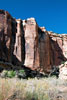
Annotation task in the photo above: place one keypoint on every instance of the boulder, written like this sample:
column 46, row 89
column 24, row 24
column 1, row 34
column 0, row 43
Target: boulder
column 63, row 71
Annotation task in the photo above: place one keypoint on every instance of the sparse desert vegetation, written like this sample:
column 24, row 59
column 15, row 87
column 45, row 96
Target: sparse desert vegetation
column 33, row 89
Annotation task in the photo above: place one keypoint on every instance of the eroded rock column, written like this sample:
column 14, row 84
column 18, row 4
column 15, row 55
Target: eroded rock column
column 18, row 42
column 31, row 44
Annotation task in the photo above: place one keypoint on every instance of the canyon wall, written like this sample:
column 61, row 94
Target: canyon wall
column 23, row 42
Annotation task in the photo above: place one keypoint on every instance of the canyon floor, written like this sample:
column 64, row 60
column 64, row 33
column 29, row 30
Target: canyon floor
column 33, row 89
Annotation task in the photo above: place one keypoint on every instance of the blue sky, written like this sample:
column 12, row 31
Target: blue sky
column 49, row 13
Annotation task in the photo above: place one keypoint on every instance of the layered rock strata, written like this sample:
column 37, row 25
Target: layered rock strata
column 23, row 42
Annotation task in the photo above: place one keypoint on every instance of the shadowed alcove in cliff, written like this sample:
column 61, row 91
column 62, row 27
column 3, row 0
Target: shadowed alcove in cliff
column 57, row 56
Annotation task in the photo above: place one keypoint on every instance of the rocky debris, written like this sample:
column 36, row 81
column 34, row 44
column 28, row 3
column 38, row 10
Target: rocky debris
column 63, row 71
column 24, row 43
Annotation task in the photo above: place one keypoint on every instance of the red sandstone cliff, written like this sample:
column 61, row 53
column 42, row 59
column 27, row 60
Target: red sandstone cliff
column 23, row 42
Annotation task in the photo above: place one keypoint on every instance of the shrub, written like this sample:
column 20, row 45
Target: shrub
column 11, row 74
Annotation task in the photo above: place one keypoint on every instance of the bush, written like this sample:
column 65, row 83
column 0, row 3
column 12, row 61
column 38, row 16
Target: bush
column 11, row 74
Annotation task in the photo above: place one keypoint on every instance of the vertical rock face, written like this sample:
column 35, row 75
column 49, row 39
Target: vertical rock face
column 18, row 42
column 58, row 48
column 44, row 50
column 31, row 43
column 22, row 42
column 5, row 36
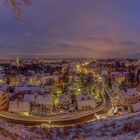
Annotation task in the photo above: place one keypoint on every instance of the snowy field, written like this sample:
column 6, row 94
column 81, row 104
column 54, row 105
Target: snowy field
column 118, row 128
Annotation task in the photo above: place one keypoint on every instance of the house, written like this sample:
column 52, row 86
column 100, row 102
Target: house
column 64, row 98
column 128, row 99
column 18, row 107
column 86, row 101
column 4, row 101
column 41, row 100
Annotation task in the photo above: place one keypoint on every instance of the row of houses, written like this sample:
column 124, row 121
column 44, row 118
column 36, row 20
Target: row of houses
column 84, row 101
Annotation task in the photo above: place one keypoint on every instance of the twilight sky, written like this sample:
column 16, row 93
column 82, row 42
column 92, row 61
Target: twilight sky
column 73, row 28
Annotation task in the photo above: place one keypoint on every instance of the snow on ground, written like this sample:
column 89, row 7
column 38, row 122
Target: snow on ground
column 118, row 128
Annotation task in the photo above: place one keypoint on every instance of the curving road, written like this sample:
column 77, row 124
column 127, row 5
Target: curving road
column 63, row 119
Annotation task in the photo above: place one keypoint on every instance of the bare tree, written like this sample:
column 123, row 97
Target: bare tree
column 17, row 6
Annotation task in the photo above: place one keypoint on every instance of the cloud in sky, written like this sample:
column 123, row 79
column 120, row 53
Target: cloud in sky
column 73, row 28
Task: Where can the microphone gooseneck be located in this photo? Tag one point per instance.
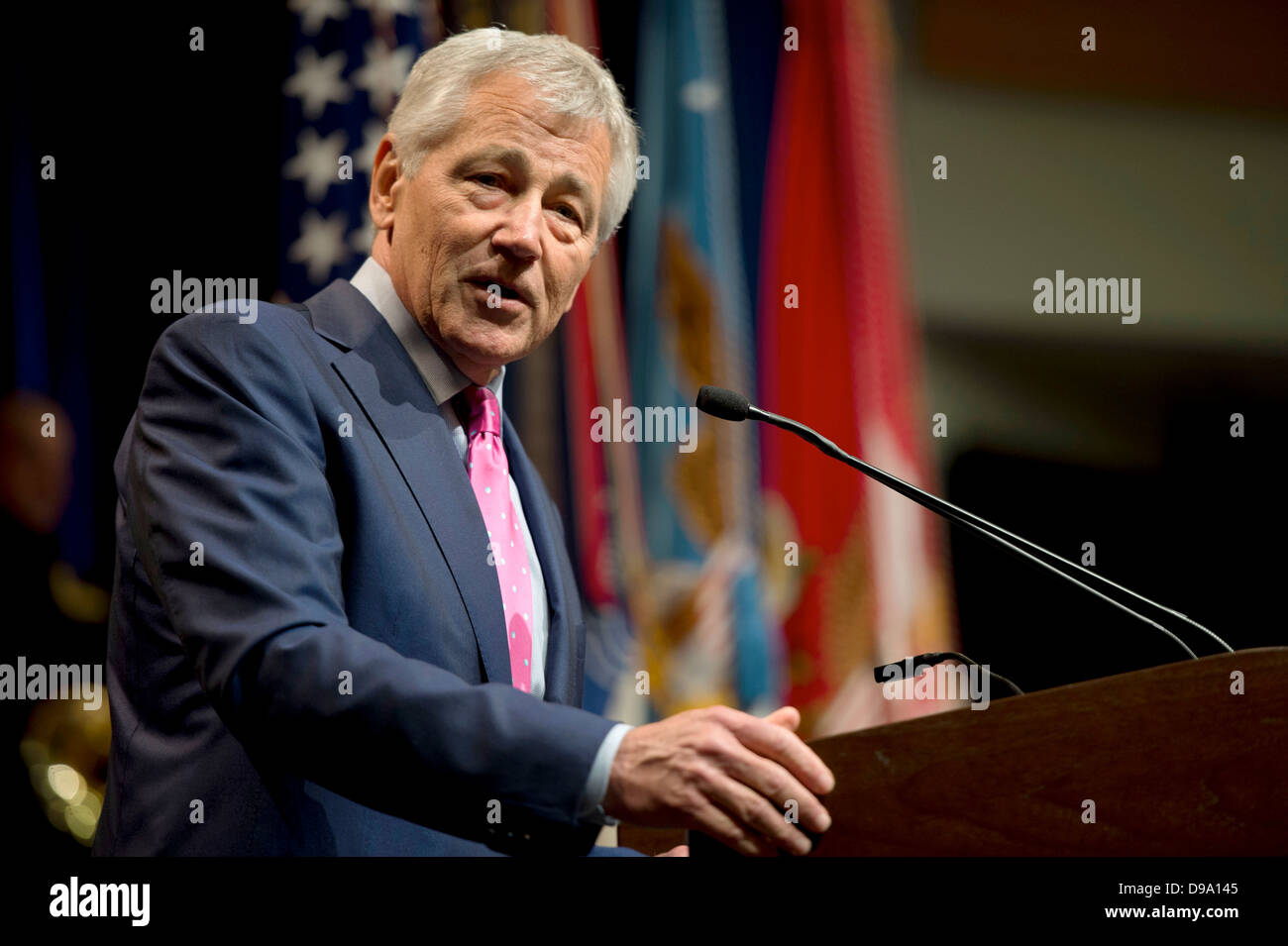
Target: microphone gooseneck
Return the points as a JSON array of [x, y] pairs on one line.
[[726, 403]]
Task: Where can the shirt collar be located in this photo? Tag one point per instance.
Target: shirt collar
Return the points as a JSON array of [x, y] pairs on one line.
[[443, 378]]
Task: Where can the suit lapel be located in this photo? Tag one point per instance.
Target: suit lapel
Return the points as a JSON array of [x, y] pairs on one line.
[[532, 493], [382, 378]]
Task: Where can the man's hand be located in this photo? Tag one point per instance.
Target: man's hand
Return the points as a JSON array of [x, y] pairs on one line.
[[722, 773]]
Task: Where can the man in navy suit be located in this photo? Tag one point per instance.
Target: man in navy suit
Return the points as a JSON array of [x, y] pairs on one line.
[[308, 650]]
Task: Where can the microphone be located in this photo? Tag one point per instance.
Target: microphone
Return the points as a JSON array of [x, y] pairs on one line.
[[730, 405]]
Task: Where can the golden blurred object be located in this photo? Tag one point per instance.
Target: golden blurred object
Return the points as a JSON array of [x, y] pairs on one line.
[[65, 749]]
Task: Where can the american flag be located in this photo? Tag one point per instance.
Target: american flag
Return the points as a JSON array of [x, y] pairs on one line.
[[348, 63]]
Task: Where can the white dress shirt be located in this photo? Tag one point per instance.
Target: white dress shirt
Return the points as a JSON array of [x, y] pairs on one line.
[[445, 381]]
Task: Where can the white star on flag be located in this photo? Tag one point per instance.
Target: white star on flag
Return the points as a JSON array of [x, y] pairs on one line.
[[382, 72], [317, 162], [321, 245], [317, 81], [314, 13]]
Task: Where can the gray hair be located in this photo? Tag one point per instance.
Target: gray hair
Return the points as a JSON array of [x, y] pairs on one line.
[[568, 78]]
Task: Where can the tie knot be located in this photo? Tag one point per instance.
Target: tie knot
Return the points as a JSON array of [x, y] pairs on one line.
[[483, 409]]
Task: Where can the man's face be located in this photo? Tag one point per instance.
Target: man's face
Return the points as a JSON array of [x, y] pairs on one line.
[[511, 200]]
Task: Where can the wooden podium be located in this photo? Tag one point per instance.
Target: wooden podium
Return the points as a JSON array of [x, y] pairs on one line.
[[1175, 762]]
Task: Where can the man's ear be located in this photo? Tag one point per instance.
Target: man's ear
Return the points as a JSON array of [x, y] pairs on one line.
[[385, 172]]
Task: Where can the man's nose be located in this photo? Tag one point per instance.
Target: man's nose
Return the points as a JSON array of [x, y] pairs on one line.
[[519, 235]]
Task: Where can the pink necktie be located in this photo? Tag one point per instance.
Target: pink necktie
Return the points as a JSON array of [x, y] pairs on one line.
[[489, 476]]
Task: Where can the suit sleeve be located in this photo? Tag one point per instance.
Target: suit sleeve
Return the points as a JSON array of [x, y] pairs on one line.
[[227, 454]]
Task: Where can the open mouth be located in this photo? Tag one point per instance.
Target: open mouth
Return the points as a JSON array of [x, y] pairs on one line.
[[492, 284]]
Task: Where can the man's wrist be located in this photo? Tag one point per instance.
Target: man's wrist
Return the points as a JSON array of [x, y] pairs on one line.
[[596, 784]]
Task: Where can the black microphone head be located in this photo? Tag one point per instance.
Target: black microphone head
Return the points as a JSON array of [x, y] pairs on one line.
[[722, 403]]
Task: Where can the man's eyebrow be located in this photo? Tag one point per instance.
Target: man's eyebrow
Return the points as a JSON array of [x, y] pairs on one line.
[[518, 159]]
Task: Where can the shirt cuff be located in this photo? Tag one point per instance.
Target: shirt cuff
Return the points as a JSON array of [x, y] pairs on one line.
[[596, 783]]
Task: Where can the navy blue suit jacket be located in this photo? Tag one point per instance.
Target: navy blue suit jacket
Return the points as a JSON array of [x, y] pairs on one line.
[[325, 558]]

++++++++++

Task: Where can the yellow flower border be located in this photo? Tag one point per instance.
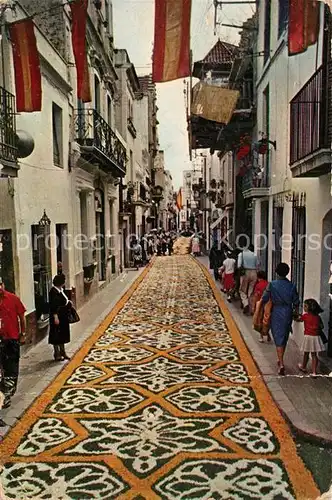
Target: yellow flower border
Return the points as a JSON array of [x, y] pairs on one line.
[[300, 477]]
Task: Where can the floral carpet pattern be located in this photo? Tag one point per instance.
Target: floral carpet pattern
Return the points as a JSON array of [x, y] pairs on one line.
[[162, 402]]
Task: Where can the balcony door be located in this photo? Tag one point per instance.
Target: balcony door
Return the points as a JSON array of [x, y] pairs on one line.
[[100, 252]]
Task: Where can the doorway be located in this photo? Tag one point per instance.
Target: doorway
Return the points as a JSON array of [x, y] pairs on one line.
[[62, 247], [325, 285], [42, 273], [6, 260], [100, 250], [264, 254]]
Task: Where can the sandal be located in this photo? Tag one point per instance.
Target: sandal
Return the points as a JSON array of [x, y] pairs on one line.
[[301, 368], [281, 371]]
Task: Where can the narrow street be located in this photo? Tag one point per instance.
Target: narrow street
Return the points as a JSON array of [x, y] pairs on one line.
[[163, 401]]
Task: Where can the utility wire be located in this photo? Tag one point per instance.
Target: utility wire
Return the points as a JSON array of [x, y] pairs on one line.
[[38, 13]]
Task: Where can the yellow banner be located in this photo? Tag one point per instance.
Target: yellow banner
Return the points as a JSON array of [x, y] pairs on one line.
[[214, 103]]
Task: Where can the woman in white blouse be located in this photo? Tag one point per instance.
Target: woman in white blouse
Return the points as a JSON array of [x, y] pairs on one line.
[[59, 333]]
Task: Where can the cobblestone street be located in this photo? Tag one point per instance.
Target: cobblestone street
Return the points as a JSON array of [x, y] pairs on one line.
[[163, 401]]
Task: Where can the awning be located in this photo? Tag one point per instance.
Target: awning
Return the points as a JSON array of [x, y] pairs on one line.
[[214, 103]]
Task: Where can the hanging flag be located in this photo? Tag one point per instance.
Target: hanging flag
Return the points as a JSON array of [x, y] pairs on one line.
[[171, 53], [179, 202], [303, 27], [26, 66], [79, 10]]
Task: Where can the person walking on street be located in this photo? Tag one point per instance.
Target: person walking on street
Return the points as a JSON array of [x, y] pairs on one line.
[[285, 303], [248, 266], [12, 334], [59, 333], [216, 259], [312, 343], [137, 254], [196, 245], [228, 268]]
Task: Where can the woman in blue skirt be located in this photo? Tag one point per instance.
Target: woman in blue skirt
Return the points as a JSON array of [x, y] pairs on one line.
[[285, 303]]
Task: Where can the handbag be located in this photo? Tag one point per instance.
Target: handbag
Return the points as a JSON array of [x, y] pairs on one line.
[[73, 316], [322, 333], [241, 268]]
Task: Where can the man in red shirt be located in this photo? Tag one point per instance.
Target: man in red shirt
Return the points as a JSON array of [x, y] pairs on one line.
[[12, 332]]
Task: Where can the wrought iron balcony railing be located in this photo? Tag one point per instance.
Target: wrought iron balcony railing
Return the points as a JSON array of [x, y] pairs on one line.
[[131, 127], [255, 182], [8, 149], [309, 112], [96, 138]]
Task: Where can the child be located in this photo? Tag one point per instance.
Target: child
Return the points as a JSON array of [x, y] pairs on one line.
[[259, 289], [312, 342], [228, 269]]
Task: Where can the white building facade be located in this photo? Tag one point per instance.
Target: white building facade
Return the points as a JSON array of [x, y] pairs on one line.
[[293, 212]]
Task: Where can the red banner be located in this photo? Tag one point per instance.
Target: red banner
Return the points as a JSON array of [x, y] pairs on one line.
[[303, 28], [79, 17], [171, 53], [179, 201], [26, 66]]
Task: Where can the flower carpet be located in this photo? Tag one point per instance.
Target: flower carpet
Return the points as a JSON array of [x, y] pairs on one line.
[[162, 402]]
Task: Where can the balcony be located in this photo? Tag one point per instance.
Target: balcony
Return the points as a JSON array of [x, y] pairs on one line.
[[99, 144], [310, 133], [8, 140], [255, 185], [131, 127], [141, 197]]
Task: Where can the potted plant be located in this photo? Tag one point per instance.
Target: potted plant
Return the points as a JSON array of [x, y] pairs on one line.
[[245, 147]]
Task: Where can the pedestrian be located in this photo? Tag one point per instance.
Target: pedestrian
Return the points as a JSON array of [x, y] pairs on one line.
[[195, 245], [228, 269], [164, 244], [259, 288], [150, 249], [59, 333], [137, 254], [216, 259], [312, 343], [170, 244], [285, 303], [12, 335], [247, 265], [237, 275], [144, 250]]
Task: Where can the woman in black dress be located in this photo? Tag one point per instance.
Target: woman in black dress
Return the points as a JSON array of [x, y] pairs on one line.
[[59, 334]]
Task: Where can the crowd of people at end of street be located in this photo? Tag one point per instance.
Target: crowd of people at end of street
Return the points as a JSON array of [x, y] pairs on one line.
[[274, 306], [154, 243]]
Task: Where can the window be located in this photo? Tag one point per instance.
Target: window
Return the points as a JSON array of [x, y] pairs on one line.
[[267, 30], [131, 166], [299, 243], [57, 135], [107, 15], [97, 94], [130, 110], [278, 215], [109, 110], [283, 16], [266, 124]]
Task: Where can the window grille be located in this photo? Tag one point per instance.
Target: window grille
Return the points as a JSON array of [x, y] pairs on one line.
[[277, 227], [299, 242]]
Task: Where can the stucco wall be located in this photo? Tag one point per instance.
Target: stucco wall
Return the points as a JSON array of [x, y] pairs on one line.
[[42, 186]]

++++++++++

• **YOUR INSTRUCTIONS**
Please copy, exactly as written, every line in the listing above from the line with "column 64, row 60" up to and including the line with "of the rocky".

• **SOLUTION FOR THIS PROBLEM**
column 64, row 60
column 64, row 33
column 29, row 30
Target: canyon floor
column 33, row 89
Annotation task in the photo above: place one keypoint on every instance of the blue sky, written like this sample:
column 12, row 31
Target: blue sky
column 49, row 13
Annotation task in the photo above: place one keypoint on every instance of the layered rock strata, written like this sample:
column 37, row 25
Target: layered rock strata
column 23, row 42
Annotation task in the photo above: place one keypoint on every instance of the shadowed alcove in cliff, written like this sample:
column 61, row 91
column 62, row 27
column 3, row 0
Target: shadowed alcove in cliff
column 57, row 56
Annotation task in the photo above: place one keypoint on every instance of the rocky debris, written like this sample:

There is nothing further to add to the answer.